REQUIREMENT
Would you copy out the whole listing exactly as given?

§

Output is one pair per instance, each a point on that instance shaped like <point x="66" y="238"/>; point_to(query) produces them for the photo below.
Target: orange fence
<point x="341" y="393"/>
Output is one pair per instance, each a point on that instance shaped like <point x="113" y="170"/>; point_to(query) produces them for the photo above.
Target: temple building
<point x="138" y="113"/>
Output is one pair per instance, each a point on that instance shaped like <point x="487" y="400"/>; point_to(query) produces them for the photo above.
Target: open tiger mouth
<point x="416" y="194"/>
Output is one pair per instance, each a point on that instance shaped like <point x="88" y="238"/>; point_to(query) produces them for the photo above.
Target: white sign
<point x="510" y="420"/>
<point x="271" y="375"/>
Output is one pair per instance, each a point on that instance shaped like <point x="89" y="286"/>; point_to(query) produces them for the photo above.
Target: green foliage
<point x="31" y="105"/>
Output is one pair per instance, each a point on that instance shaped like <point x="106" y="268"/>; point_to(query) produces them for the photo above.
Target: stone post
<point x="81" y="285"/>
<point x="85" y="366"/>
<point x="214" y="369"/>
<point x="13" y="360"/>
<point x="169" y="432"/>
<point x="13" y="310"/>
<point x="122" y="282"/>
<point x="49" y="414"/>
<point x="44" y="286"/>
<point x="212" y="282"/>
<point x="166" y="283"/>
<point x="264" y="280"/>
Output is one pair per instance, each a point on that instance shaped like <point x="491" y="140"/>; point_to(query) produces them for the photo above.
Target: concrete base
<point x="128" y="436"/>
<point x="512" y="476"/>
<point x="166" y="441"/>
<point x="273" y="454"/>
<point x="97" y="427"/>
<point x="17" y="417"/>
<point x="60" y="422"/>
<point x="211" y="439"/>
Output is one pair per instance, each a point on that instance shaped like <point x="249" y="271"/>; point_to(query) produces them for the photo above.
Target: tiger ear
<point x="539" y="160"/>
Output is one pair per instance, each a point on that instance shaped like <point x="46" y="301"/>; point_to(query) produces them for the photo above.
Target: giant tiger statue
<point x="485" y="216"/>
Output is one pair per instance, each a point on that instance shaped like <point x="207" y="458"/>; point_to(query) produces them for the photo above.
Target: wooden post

§

PROBLEM SOLUTION
Output is one pair per instance, each a point on that instance shaped like <point x="66" y="238"/>; point_to(query) produces them for the photo below.
Target: orange fence
<point x="341" y="393"/>
Output is one pair per instance, each a point on that instance shaped like <point x="113" y="170"/>; point_to(query) produces them for the photo above.
Target: temple building
<point x="138" y="113"/>
Output is one pair per instance, each a point on that instance shaped like <point x="487" y="400"/>; point_to(query) produces them for the photo above.
Target: open tiger mouth
<point x="416" y="194"/>
Output is one pair per instance, each a point on that instance shaped like <point x="88" y="238"/>; point_to(query) produces them for the photo above.
Target: white sign
<point x="510" y="420"/>
<point x="271" y="375"/>
Output is one pair per instance, each a point on that instance shaped like <point x="89" y="286"/>; point_to(query) produces them for the photo above.
Target: green foliage
<point x="31" y="105"/>
Output is one pair per instance, each a point on that instance shaped like <point x="106" y="268"/>; point_to(query) produces them for the photo above.
Target: stone post
<point x="81" y="285"/>
<point x="85" y="366"/>
<point x="214" y="369"/>
<point x="13" y="360"/>
<point x="169" y="432"/>
<point x="13" y="310"/>
<point x="122" y="282"/>
<point x="49" y="414"/>
<point x="44" y="286"/>
<point x="212" y="282"/>
<point x="166" y="283"/>
<point x="264" y="280"/>
Output is one pair per instance, each a point on that instance shaped like <point x="491" y="140"/>; point_to(query) produces them for the photo above.
Target: concrete base
<point x="128" y="436"/>
<point x="512" y="476"/>
<point x="166" y="441"/>
<point x="273" y="454"/>
<point x="97" y="427"/>
<point x="17" y="417"/>
<point x="60" y="422"/>
<point x="211" y="439"/>
Output is one pair per instance, each a point on that instance shaped like <point x="249" y="271"/>; point_to(query) produces them for the photo above.
Target: tiger ear
<point x="539" y="160"/>
Output is one pair per instance, each a point on that instance shaped like <point x="46" y="301"/>; point_to(query) produces them for the photo above.
Target: giant tiger statue
<point x="485" y="216"/>
Output is one pair per instance, each a point on that instance shaped like <point x="207" y="458"/>; point_to(query) produces them for the photo above.
Target: wooden post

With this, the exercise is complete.